◆ **Exercise**
For each entry below, output it exactly as it stands.

----

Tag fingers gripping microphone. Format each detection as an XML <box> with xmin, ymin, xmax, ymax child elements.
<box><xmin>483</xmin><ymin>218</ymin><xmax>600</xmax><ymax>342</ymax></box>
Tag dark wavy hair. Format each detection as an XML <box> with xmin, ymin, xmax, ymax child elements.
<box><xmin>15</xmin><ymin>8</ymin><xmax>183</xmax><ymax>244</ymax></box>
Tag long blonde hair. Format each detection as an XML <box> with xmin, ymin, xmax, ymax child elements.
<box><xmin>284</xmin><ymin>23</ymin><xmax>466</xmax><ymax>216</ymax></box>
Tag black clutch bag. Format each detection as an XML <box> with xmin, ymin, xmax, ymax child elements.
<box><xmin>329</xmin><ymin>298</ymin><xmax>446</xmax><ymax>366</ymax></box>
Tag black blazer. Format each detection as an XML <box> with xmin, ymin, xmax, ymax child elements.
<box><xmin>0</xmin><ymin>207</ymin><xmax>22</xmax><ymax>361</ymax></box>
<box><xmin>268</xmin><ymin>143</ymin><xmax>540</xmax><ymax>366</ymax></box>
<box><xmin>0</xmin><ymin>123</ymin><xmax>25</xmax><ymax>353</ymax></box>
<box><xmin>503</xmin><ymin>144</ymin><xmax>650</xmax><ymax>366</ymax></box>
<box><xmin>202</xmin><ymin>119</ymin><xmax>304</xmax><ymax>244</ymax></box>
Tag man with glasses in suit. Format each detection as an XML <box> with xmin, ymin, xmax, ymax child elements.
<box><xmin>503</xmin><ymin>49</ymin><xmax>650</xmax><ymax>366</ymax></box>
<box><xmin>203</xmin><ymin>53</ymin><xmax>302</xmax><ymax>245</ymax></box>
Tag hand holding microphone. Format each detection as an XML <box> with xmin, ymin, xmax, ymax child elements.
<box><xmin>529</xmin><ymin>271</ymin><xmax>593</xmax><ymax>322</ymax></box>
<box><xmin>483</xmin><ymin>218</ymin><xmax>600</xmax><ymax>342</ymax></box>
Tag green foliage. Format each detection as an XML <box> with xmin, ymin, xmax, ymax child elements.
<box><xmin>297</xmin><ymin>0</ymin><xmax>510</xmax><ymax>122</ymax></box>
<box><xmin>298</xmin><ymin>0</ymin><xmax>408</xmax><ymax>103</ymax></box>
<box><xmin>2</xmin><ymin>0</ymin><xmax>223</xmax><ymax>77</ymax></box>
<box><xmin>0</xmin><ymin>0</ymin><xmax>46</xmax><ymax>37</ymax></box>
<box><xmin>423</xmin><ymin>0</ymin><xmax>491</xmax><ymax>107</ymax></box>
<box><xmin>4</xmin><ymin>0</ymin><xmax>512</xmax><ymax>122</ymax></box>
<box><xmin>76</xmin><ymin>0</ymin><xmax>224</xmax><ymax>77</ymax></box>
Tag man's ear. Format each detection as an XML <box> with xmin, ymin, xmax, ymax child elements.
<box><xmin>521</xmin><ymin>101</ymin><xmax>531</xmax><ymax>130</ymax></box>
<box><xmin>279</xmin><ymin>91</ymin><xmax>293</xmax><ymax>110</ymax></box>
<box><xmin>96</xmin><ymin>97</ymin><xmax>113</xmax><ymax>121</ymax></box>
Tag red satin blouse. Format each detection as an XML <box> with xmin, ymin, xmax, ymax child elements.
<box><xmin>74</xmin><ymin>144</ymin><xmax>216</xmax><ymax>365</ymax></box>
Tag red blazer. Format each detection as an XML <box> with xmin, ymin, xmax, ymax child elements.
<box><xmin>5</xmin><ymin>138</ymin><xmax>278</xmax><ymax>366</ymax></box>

----

◆ **Answer section**
Tag fingers gripping microphone. Format each detection as an XML <box> with xmin, ymin, xmax, ymax child elements.
<box><xmin>483</xmin><ymin>218</ymin><xmax>600</xmax><ymax>342</ymax></box>
Tag dark wavy hair. Format each detection as an XML <box> with xmin, ymin, xmax, ymax child elements.
<box><xmin>15</xmin><ymin>8</ymin><xmax>183</xmax><ymax>244</ymax></box>
Tag long blonde hair. Format each detection as an XML <box> with xmin, ymin, xmax, ymax child elements.
<box><xmin>284</xmin><ymin>23</ymin><xmax>466</xmax><ymax>216</ymax></box>
Tag black clutch bag. Format each detection as an XML <box> with xmin, ymin, xmax, ymax child elements.
<box><xmin>329</xmin><ymin>298</ymin><xmax>446</xmax><ymax>366</ymax></box>
Tag black blazer. Format each detection as an XML <box> with xmin, ymin, xmax, ymax child elements.
<box><xmin>0</xmin><ymin>207</ymin><xmax>22</xmax><ymax>361</ymax></box>
<box><xmin>268</xmin><ymin>143</ymin><xmax>540</xmax><ymax>366</ymax></box>
<box><xmin>0</xmin><ymin>123</ymin><xmax>25</xmax><ymax>353</ymax></box>
<box><xmin>503</xmin><ymin>144</ymin><xmax>650</xmax><ymax>366</ymax></box>
<box><xmin>202</xmin><ymin>119</ymin><xmax>304</xmax><ymax>244</ymax></box>
Tag man with glasses in suit. Format each detection as an XML <box> with xmin, ymin, xmax, ymax child elements.
<box><xmin>503</xmin><ymin>49</ymin><xmax>650</xmax><ymax>366</ymax></box>
<box><xmin>203</xmin><ymin>53</ymin><xmax>302</xmax><ymax>245</ymax></box>
Tag hand holding microphone. Format each detection as an XML <box> with xmin, ymin, xmax, ymax child elements.
<box><xmin>529</xmin><ymin>271</ymin><xmax>593</xmax><ymax>322</ymax></box>
<box><xmin>483</xmin><ymin>218</ymin><xmax>600</xmax><ymax>342</ymax></box>
Tag green foliage. Format each detection as an XML <box> with xmin, ymin, xmax, ymax child elements.
<box><xmin>297</xmin><ymin>0</ymin><xmax>510</xmax><ymax>122</ymax></box>
<box><xmin>298</xmin><ymin>0</ymin><xmax>408</xmax><ymax>103</ymax></box>
<box><xmin>2</xmin><ymin>0</ymin><xmax>223</xmax><ymax>77</ymax></box>
<box><xmin>0</xmin><ymin>0</ymin><xmax>46</xmax><ymax>37</ymax></box>
<box><xmin>423</xmin><ymin>0</ymin><xmax>491</xmax><ymax>107</ymax></box>
<box><xmin>4</xmin><ymin>0</ymin><xmax>512</xmax><ymax>122</ymax></box>
<box><xmin>76</xmin><ymin>0</ymin><xmax>224</xmax><ymax>77</ymax></box>
Tag man's ear. Format each detection as an XML <box> with xmin, ymin, xmax, ymax child elements.
<box><xmin>521</xmin><ymin>101</ymin><xmax>531</xmax><ymax>130</ymax></box>
<box><xmin>279</xmin><ymin>91</ymin><xmax>293</xmax><ymax>110</ymax></box>
<box><xmin>96</xmin><ymin>97</ymin><xmax>113</xmax><ymax>121</ymax></box>
Tag red satin blouse. Format each detection as an XML <box> with xmin, ymin, xmax, ymax child elements.
<box><xmin>74</xmin><ymin>144</ymin><xmax>216</xmax><ymax>365</ymax></box>
Tag red blazer. Format each detection as an XML <box> with xmin, ymin, xmax, ymax child elements.
<box><xmin>5</xmin><ymin>138</ymin><xmax>278</xmax><ymax>366</ymax></box>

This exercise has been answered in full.